■ Study text:
↓
Voice Assistant with Gemini AI

This is a personal voice assistant built with Python. It leverages Google's Gemini AI for content generation and a variety of libraries to handle speech recognition, text-to-speech, and web Browse commands.

Features

Voice Recognition: Understands and processes spoken commands.
AI-powered Content Generation: Utilizes the Gemini API to generate creative and informative text.
Text-to-Speech: Responds to your commands with a voice.
Time & Date: Provides the current time and date upon request.
Web Browser Integration: Opens specified websites like YouTube and GitHub with simple voice commands.

Prerequisites

Before you run the assistant, you need to have Python installed on your system. This project was developed and tested on Python 3.x.

All required libraries are listed in the requirements.txt file. You can install them all with a single command.

pip install -r requirements.txt

Note: For the PyAudio library, you might need to install additional system-level dependencies depending on your operating system. For more information, please refer to the official PyAudio documentation.
↑
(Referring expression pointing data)
↓
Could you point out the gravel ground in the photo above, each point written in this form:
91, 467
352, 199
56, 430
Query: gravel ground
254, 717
↑
■ Requirement: Write the next part of the Gemini voice assistant guide, picking up right after its last sentence.

■ Response below:
Gemini API Key

This project requires a Google Gemini API key to generate AI content.

Go to the Google AI Studio website.
Follow the instructions to get an API key.
Store your API key securely. You can create a file (e.g., .env) to hold it:

# .env
API_KEY = "YOUR_GEMINI_API_KEY"

Usage

Clone this repository or download the project files.
Install the required dependencies using the requirements.txt file (see the "Prerequisites" section).
Open the main Python file (main.py or similar).
Run the file from your terminal:

python main.py

The assistant will start and wait for your command. You can then speak to it using the specified wake word or command structure (e.g., "Hello assistant...", "Hey there...").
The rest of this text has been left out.